:: Text excerpt ::

▼

Objectives are mapped by the configuration file at
config/objectives. Default is 'DF' for
[Discrimination,Fisher] (2-objectives).
--cxpb=CXPB Probability [0.0 to 1.0] for a crossover during
variation. Requires --mutpb to be set to (1.0-cxpb).
Default is 0.7.
--mutpb=MUTPB Probability [0.0 to 1.0] for a mutation during
variation. Requires --cxpb to be set to (1.0-mutpb).
Default is 0.3.
--short=SHORT Stops reading in after input sequences.
--popsize=POPSIZE Size of the population.
--revcomp Compile regex with reverse complement
--random-seed=RANDOM_SEED
Random seed value to set for execution
-n NGEN, --num-gen=NGEN
Generation where runtime stops (even in the case of
resumed checkpoints)
--timelimit=TIMELIMIT
Time limit on the GP loop execution.
--matcher=MATCHER Use a different matcher. Options: 'grep', 'python'.
'grep' is faster on large datasets, while 'python' is
a pure python version in case the system doesn't
support grep.

▲

:: Data records ::
▼

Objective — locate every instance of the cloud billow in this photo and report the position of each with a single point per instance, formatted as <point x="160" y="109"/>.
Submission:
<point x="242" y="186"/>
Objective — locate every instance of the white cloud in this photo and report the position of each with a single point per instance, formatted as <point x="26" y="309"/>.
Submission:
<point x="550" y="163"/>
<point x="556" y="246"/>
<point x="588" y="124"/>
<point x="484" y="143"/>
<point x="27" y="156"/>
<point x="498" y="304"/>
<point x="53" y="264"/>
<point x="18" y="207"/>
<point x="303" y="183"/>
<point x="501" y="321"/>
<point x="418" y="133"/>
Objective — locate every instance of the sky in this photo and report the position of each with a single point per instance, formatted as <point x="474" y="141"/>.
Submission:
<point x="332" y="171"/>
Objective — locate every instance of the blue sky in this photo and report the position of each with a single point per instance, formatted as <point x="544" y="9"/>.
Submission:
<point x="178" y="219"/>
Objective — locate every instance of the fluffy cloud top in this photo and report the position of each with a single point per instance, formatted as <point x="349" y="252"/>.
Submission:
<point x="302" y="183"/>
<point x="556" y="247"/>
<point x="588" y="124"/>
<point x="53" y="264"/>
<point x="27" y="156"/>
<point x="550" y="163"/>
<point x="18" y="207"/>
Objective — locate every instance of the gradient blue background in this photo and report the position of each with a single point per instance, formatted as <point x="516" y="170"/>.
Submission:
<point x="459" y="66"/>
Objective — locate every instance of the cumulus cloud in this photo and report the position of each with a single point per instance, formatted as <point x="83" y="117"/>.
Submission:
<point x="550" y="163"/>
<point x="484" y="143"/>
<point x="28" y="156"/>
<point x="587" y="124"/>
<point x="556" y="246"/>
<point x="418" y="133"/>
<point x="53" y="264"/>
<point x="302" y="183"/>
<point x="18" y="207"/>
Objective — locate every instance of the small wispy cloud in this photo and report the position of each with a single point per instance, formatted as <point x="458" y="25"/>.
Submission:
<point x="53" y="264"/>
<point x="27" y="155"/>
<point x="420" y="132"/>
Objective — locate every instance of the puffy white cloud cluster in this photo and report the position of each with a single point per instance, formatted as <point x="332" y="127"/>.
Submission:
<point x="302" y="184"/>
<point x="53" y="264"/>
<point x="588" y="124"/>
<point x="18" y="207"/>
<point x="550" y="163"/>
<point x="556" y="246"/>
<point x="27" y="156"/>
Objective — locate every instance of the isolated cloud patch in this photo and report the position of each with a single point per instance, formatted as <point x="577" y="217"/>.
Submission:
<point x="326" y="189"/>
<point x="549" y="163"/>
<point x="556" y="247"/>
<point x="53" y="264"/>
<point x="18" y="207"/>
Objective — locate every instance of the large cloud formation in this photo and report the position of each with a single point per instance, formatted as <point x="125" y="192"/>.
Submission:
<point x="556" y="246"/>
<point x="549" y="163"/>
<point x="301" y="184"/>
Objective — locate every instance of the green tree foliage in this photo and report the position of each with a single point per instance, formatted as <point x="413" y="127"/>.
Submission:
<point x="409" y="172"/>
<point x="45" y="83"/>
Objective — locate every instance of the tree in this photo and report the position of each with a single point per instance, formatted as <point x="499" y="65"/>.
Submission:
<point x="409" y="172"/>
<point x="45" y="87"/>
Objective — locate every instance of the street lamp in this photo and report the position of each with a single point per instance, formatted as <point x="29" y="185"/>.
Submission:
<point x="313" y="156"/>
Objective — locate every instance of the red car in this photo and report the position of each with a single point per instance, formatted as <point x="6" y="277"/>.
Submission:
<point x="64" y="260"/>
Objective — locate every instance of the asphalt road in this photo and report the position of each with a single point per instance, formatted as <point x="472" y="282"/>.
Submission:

▲

:: Exercise set ::
(a) List every default value stated in the options excerpt.
(b) According to the options excerpt, what advantage does the 'grep' matcher have over 'python'?
(c) For each statement, say whether it agrees with the options excerpt and quote the words that decide it: (i) Setting --cxpb requires --mutpb to equal 1.0 minus the crossover probability. (ii) The --num-gen limit does not apply to resumed checkpoints. (iii) The 'python' matcher is meant for systems that lack grep support.
None of the records are needed for what follows.

:: Task solutions ::
(a) 'DF', 0.7 (for --cxpb), 0.3 (for --mutpb)

(b) 'grep' is faster on large datasets.

(c)
(i) Yes: "Requires --mutpb to be set to (1.0-cxpb)."
(ii) No: "Generation where runtime stops (even in the case of resumed checkpoints)"
(iii) Yes: "'python' is a pure python version in case the system doesn't support grep."